Excerpts of pointing data:
+ + + + +
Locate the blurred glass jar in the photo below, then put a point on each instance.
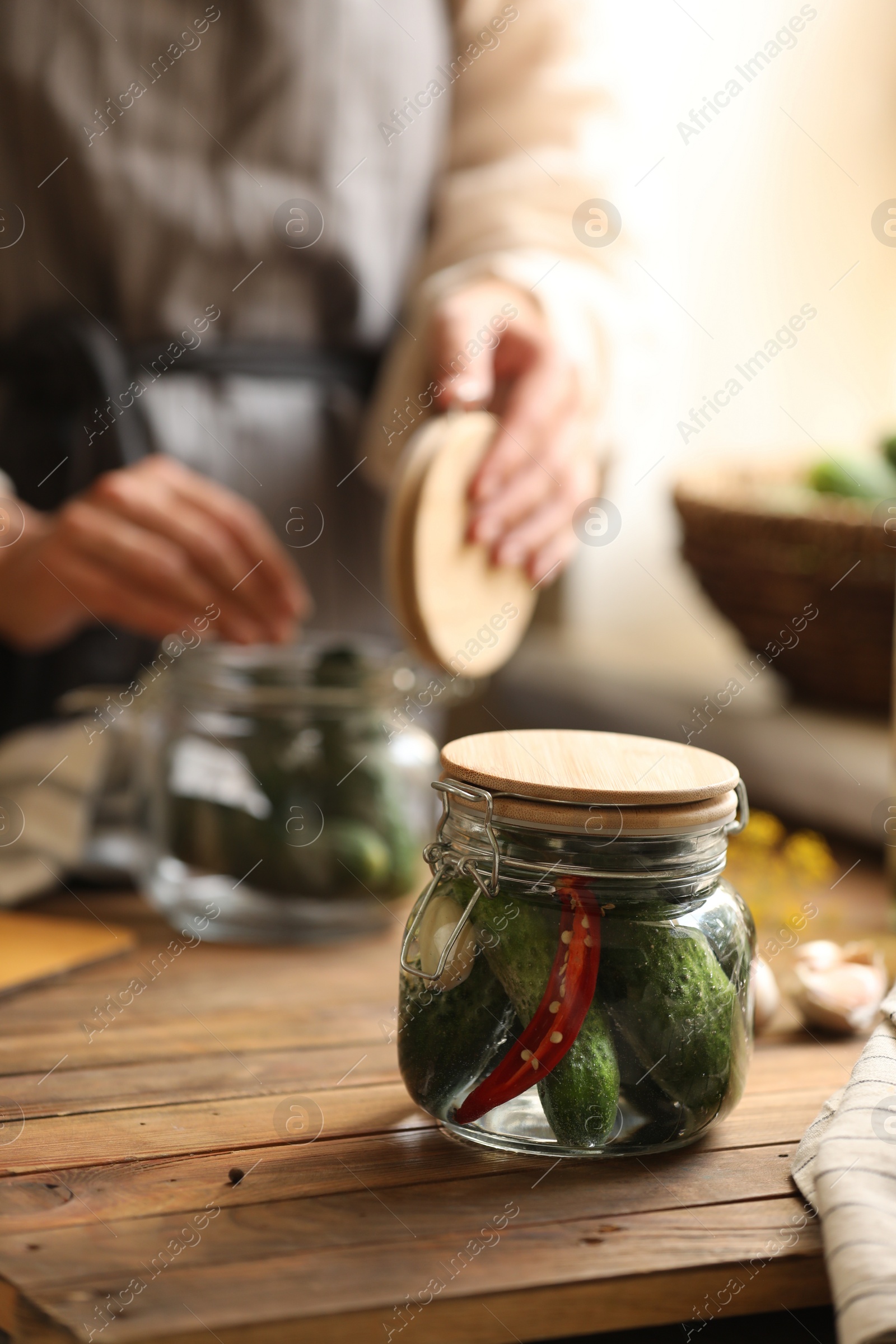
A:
(292, 796)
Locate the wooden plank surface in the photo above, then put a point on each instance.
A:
(150, 1188)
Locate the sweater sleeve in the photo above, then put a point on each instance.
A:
(530, 151)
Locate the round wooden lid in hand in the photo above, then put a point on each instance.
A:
(460, 610)
(589, 768)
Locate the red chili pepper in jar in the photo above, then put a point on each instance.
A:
(557, 1020)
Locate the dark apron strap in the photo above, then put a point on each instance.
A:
(62, 425)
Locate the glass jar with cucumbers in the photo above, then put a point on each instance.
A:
(575, 978)
(291, 797)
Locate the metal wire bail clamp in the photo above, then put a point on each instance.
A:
(438, 861)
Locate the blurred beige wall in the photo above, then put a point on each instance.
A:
(736, 227)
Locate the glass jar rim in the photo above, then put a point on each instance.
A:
(282, 676)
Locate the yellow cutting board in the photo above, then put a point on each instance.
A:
(35, 946)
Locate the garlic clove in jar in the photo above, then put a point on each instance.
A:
(844, 992)
(766, 993)
(435, 933)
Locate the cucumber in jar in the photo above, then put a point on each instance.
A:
(450, 1033)
(678, 1010)
(581, 1093)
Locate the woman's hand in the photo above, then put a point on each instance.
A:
(148, 548)
(535, 474)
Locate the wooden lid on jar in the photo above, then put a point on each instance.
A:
(460, 610)
(589, 769)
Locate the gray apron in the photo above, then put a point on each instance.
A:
(151, 150)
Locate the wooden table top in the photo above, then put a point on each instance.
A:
(234, 1155)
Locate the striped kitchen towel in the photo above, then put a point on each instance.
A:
(847, 1167)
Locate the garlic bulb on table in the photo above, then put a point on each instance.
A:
(840, 988)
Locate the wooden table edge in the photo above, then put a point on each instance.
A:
(538, 1314)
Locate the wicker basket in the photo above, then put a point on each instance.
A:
(765, 548)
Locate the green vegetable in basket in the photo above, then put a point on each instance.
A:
(855, 478)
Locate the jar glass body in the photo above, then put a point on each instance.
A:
(664, 1037)
(285, 804)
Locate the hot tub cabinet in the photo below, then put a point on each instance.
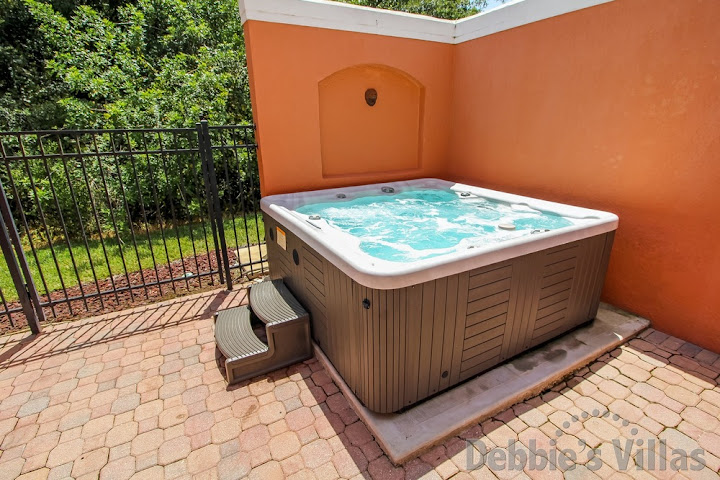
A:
(397, 346)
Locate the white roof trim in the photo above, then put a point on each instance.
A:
(353, 18)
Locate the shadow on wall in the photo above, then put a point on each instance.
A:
(370, 117)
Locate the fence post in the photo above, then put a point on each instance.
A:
(27, 293)
(213, 200)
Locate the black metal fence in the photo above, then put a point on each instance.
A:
(103, 219)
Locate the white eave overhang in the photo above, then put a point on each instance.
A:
(354, 18)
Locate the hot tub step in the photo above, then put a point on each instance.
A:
(287, 326)
(272, 302)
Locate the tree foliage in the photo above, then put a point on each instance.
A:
(448, 9)
(146, 63)
(129, 63)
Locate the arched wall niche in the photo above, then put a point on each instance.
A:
(359, 136)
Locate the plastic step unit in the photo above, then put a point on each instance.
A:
(287, 327)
+ + + + +
Copy every one of the records above word for word, leaving the pictures out.

Locate the blurred glass jar in the photo below, then put a point on each instance.
A:
(292, 796)
Locate the wooden plank surface in the photo above, then put a point on each instance.
A:
(150, 1188)
Locate the sweater sleeve in the photo above, then put a point on each instance.
A:
(530, 151)
Locate the round wooden lid in hand in the photo above, then put a point on each instance.
A:
(460, 610)
(589, 768)
Locate the red chili pepper in jar in the photo above, then put a point on each instance.
A:
(557, 1020)
Locate the dark apron strap in the photo above, then put a point on each instance.
A:
(62, 425)
Locate the glass jar with cucumbers in the photo above, then put a point on each instance.
A:
(575, 978)
(291, 797)
Locate the metal wire bail clamp in the photo above, then put a point on each instance.
A:
(438, 861)
Locate the blurred beige wall in the photo above, then put a point on each instance.
A:
(736, 227)
Locate the glass jar rim in the photo above, then put a point on each instance.
A:
(282, 676)
Locate the yellow cutting board in the photo above, then put a point on each instance.
A:
(35, 946)
Locate the garlic clove in jar in the photo above, then put a point on each instance.
A:
(844, 992)
(766, 993)
(435, 933)
Locate the cucumber in jar in the photo above, then put a point on each instance.
A:
(450, 1033)
(678, 1010)
(581, 1093)
Locate the woman's hand in the photo above, then put a point on each instance.
A:
(148, 548)
(535, 474)
Locate the wooden lid on jar in the photo above, then put a point on each instance.
A:
(460, 610)
(589, 769)
Locate the gray apron in the photo above, then put a point on each instance.
A:
(151, 150)
Locate the wooden table top in the photo above, then put a point on each instance.
A:
(234, 1155)
Locate the striped kitchen towel in the photo above, then put a point on each instance.
A:
(847, 1167)
Locate the garlic bulb on table in the photo above, then put a point on each instance.
A:
(840, 988)
Locate the wooden table edge in the photo above, then put a point on each instance.
A:
(538, 1314)
Locate the wicker basket in the photo above, then put a point on each instance.
A:
(765, 548)
Locate the green vegetable in basket in the photo above, then put a point on each instance.
A:
(855, 478)
Locate the jar glass body in the photo above, then put a point on each instance.
A:
(664, 1037)
(285, 804)
Locate the hot tub cabinet in the photo below, then put a point on each instance.
A:
(397, 346)
Locate the white roof trim in the photo above, then put a point on each instance.
A:
(353, 18)
Locate the shadow on wall in the photo above, then put a point on each instance.
A:
(370, 117)
Locate the fence post in the photo above, then put a point on each instance.
A:
(27, 293)
(213, 200)
Locate the black metal fence in the photo above, then put a point on each instance.
A:
(103, 219)
Locate the white eave overhang in the photo above, then put a point on each instance.
A:
(354, 18)
Locate the hot tub step in the photo above, then put a point on each instance.
A:
(287, 326)
(272, 302)
Locate the tree foliage in the photo above, then put a point on each instance.
A:
(448, 9)
(146, 63)
(129, 63)
Locate the arched wall niche in the photo above, then put a point on each instance.
A:
(359, 136)
Locate the plastic step unit in the photo above, then put a point on each instance.
A:
(287, 327)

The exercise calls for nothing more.